PASSAGE PROVIDED

——————————

So, when Paul made repeated references to the gospel of Christ, what He was literally proclaiming was the gospel of the King! He was preaching the good news that there was One born on this earth to be King of all kings! He was teaching the good news that Jesus was crucified and raised from the dead on the third day to reign forever and ever as King of all kings and Lord of all lords! He was proclaiming the same gospel that Jesus began proclaiming—albeit, Jesus did not come to glorify Himself! But Paul’s gospel magnified a different aspect of the kingdom—it’s King! And this in no way varied from Jesus’ gospel, but simply was the fulfillment of it! Jesus came preaching the good news of the kingdom itself and Paul came proclaiming the good news of the King of this kingdom! It all built upon each other!
So, we need to understand that when we hear of all of these other terms and subjects such as the Son of God, the Word of God, the Spirit of God, the love of God, etc. we are hearing of things pertaining to the New Testament’s complete gospel—the kingdom of God.
Allow me to elaborate on how these other subjects pertain to the kingdom of God:
In the Acts of the Holy Spirit, we can continue to see how this message continued beyond the ones who had actually walked with Jesus: We see in Acts 8:12 how the kingdom of God was proclaimed by Philip the Evangelist. Do you know what this tells us? It tells us that Jesus’ disciples evidently passed on this message to those who would come to the faith afterwards because Philip was not one of the original 12 disciples of Jesus.
And as we already made the point of, the apostle Paul himself preached the kingdom of God (See Acts 19:8 & 20:24-25) …
In Acts 19:8 we are told how, when he was in Ephesus, he went into the synagogue and spoke boldly for three months, reasoning and persuading concerning the things of the kingdom of God. Now, again, just like we saw with Jesus in Acts chapter one, notice how long Paul reasoned and persuaded with these Jews in the synagogue during his tenure in Ephesus—three months! And what did Luke say in this verse was his focal point, the message that he spent close to 90 days teaching and preaching? It was the kingdom of God! That is a long time to teach on one subject, my friends! But, after seeing in Acts 1:3, that Jesus spoke of the things pertaining to the kingdom of God for 40 days, it is easier to understand when we see that he spent 90 days reasoning and persuading concerning the things of the kingdom of God.
Friends, this was what Paul’s ministry consisted of! God had given him the wonderful revelation of many of the things pertaining to and concerning the kingdom of God such as faith, grace, and the Christ Himself. Therefore, he spent much of his ministry teaching the whole counsel of the kingdom of God, as we go on to see him doing to the elders in Ephesus (See Acts 20:17-27).
Now notice in verse 24 that Paul said that his plan was to finish his race and the ministry which he had received from the Lord Jesus. And what was this ministry? He goes on to say, “to testify to the gospel of the grace of God.”
Someone might say, “See there! Paul’s gospel was the grace of God, not the kingdom of God!” Well, read the next verse. In verse 25 he continues saying, “And indeed, now I know that you all, among whom I have gone preaching the kingdom of God, will see my face no more.” So, yes, while Paul certainly was given the ministry of proclaiming the good news of God’s grace, he clarifies in this verse that the heart of what he had gone preaching was the message of God’s kingdom. This simply echoes the truth I mentioned earlier that the message of the New Testament is the kingdom of God and the good news like grace are simply things that pertain to this gospel of the kingdom.

——————————

EXTRACTED RECORDS
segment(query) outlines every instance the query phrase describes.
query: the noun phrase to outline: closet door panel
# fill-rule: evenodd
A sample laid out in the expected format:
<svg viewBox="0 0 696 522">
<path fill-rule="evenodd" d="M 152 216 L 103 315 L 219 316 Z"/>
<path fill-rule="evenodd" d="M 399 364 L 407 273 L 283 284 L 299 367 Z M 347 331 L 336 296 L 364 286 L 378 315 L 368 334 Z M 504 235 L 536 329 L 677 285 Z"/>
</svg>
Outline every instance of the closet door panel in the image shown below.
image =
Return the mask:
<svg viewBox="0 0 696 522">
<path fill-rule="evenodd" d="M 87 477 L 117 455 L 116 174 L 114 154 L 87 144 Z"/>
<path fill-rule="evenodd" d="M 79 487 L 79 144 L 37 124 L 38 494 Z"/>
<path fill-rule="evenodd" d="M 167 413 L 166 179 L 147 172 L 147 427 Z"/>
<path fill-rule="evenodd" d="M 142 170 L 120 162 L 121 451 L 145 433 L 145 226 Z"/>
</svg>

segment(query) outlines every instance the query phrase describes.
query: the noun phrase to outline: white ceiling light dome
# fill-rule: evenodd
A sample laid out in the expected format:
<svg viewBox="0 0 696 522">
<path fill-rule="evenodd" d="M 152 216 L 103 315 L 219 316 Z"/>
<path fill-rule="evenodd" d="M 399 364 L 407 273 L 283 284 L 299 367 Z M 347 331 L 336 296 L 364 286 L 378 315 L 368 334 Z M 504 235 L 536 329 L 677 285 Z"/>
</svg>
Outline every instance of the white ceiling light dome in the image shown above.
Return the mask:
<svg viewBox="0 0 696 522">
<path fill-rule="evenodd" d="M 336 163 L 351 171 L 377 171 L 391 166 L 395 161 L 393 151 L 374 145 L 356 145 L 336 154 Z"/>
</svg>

——————————

INSTRUCTIONS
1: Transcribe the passage on the kingdom of God from "Friends, this was" to "(See Acts 20:17-27).".
2: Rewrite both records in full, changing "Return the mask" to "Output the mask" wherever it occurs and leaving everything else untouched.
The text and the records were taken from unrelated sources.

ANSWERS FOR THE EXERCISE
1:
Friends, this was what Paul’s ministry consisted of! God had given him the wonderful revelation of many of the things pertaining to and concerning the kingdom of God such as faith, grace, and the Christ Himself. Therefore, he spent much of his ministry teaching the whole counsel of the kingdom of God, as we go on to see him doing to the elders in Ephesus (See Acts 20:17-27).

2:
segment(query) outlines every instance the query phrase describes.
query: the noun phrase to outline: closet door panel
# fill-rule: evenodd
A sample laid out in the expected format:
<svg viewBox="0 0 696 522">
<path fill-rule="evenodd" d="M 152 216 L 103 315 L 219 316 Z"/>
<path fill-rule="evenodd" d="M 399 364 L 407 273 L 283 284 L 299 367 Z M 347 331 L 336 296 L 364 286 L 378 315 L 368 334 Z M 504 235 L 536 329 L 677 285 Z"/>
</svg>
Outline every instance of the closet door panel in the image shown below.
image =
Output the mask:
<svg viewBox="0 0 696 522">
<path fill-rule="evenodd" d="M 87 477 L 117 455 L 116 174 L 114 154 L 87 144 Z"/>
<path fill-rule="evenodd" d="M 79 487 L 79 144 L 37 124 L 38 494 Z"/>
<path fill-rule="evenodd" d="M 167 413 L 166 179 L 147 172 L 147 427 Z"/>
<path fill-rule="evenodd" d="M 142 170 L 120 162 L 121 451 L 145 433 L 145 226 Z"/>
</svg>

segment(query) outlines every instance the query phrase describes.
query: the noun phrase to outline: white ceiling light dome
# fill-rule: evenodd
A sample laid out in the expected format:
<svg viewBox="0 0 696 522">
<path fill-rule="evenodd" d="M 152 216 L 103 315 L 219 316 Z"/>
<path fill-rule="evenodd" d="M 399 364 L 407 273 L 283 284 L 299 367 Z M 347 331 L 336 296 L 364 286 L 378 315 L 368 334 Z M 504 235 L 536 329 L 677 285 Z"/>
</svg>
Outline every instance of the white ceiling light dome in the image shown above.
Output the mask:
<svg viewBox="0 0 696 522">
<path fill-rule="evenodd" d="M 336 163 L 351 171 L 377 171 L 391 166 L 395 161 L 393 151 L 374 145 L 356 145 L 336 154 Z"/>
</svg>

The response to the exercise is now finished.